Set exercise 1:
Write out a passage of the news report word for word, beginning at the words "Ankara - Prosecutors" and stopping after "news agency reported.".
Set exercise 2:
According to the news report, in which city did Ahmet Turk speak to supporters?

Page excerpt:
-*-

Prosecutors launch investigation into Kurdish party leader

Ankara - Prosecutors on Wednesday launched an investigation into a speech made by the leader of the pro-Kurdish Democratic Society Party (DTP) in which he attacked the government's policy regarding the Kurdish issue, the Anadolu news agency reported.

"The policy of denial, assimilation and eradication has affected people. Only the Kurds resisted. They still resist," DTP leader Ahmet Turk told supporters in the south-eastern city of Diyarbakir.

The speech came after days of protests in south-eastern cities where Kurds angry at reports that Kurdish Workers' Party (PKK) leader Abdullah Ocalan had been mistreated in prison have held running battles with police.

Hundreds have been arrested after clashes in various towns in the pre-dominantly Kurdish-populated south-east.

Turkish authorities have denied that Ocalan, the sole inmate of a prison on the Marmara Sea island of Imrali, has suffered any mistreatment, but have resisted calls from Kurdish leaders such as Turk for an independent group to visit the PKK leader.

In his speech on Tuesday, Turk said that since the military coup of 1980, the Kurds had suffered a "cultural and societal genocide."

-*-

Records provided:
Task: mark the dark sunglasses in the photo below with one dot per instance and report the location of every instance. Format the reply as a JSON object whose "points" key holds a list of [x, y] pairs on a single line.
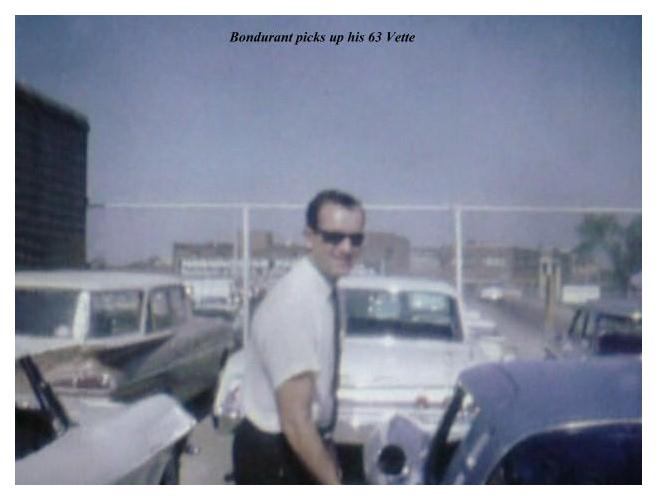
{"points": [[335, 237]]}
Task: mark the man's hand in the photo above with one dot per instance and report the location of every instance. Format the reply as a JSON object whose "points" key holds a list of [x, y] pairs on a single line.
{"points": [[294, 400]]}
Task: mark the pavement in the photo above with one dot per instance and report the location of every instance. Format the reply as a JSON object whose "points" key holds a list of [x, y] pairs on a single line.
{"points": [[212, 462]]}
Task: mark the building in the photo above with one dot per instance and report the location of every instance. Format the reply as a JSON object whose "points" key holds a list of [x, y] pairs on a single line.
{"points": [[387, 253], [51, 183]]}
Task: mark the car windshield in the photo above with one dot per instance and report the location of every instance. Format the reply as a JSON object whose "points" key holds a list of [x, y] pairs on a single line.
{"points": [[402, 314], [46, 313], [594, 454], [115, 312], [621, 325]]}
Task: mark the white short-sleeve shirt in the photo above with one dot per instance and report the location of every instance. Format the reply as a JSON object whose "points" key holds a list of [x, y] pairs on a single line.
{"points": [[292, 333]]}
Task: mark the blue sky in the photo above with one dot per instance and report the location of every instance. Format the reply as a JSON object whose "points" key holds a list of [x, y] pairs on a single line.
{"points": [[477, 110]]}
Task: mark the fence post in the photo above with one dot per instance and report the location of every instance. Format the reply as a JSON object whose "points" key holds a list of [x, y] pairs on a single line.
{"points": [[458, 252], [246, 277]]}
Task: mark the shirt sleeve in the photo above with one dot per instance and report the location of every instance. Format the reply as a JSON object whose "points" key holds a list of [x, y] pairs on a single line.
{"points": [[286, 341]]}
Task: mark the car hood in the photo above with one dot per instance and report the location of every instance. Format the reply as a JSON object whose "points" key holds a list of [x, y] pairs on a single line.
{"points": [[385, 362], [27, 345]]}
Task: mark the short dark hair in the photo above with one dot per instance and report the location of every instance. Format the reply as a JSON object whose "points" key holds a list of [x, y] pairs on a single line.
{"points": [[328, 196]]}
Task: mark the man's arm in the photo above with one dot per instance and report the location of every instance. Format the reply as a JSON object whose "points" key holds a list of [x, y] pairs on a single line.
{"points": [[294, 400]]}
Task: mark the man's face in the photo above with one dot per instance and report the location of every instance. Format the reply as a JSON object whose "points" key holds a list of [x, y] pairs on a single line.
{"points": [[332, 253]]}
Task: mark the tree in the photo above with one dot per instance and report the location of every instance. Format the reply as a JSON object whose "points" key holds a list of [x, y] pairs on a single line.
{"points": [[620, 245]]}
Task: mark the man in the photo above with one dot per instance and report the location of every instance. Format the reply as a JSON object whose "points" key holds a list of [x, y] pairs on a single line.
{"points": [[289, 387]]}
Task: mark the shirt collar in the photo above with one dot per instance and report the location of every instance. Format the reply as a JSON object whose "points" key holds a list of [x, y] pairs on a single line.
{"points": [[326, 285]]}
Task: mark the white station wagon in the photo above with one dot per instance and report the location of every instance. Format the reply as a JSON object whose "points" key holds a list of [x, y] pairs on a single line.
{"points": [[120, 333]]}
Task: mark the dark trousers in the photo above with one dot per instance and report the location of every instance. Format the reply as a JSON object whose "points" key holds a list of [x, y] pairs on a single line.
{"points": [[264, 458]]}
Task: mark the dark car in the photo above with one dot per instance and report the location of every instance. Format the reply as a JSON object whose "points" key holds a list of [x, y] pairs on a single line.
{"points": [[543, 422], [598, 328], [527, 422]]}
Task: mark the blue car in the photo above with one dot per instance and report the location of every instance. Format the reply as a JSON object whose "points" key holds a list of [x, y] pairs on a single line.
{"points": [[527, 422]]}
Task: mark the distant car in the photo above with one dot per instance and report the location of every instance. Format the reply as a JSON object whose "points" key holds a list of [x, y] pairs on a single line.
{"points": [[119, 333], [213, 296], [491, 293], [528, 422], [598, 328], [83, 440], [404, 344]]}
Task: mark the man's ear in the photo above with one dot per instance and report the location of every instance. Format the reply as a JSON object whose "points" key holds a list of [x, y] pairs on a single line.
{"points": [[308, 237]]}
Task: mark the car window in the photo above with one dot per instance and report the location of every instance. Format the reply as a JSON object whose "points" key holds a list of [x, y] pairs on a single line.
{"points": [[578, 324], [160, 314], [454, 426], [45, 313], [115, 313], [177, 300], [594, 454], [403, 314], [166, 308], [622, 325]]}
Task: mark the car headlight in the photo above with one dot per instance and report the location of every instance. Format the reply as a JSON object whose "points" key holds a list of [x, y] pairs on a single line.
{"points": [[392, 460], [395, 452]]}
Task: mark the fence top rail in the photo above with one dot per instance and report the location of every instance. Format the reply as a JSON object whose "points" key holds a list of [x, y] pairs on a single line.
{"points": [[374, 207]]}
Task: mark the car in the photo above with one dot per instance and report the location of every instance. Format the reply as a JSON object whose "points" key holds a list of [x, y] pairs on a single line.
{"points": [[600, 327], [491, 293], [124, 334], [213, 296], [91, 440], [404, 343], [500, 428]]}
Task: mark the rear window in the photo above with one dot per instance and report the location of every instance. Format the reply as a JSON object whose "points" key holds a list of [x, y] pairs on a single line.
{"points": [[403, 314], [46, 313]]}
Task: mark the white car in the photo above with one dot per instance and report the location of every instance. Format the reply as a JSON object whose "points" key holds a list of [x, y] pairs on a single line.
{"points": [[404, 344], [122, 334], [92, 440]]}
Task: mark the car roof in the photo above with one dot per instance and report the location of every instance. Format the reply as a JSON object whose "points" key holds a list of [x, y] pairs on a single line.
{"points": [[523, 397], [616, 307], [93, 280], [396, 284]]}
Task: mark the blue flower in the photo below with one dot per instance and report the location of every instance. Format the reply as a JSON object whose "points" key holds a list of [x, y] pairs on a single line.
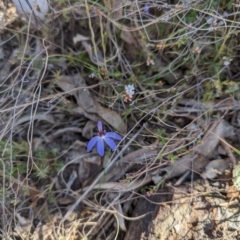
{"points": [[102, 137]]}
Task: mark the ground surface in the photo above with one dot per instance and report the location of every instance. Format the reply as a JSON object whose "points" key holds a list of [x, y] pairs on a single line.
{"points": [[164, 75]]}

-*-

Worked solution 1:
Ankara - Prosecutors on Wednesday launched an investigation into a speech made by the leader of the pro-Kurdish Democratic Society Party (DTP) in which he attacked the government's policy regarding the Kurdish issue, the Anadolu news agency reported.

Worked solution 2:
Diyarbakir, in south-eastern Turkey.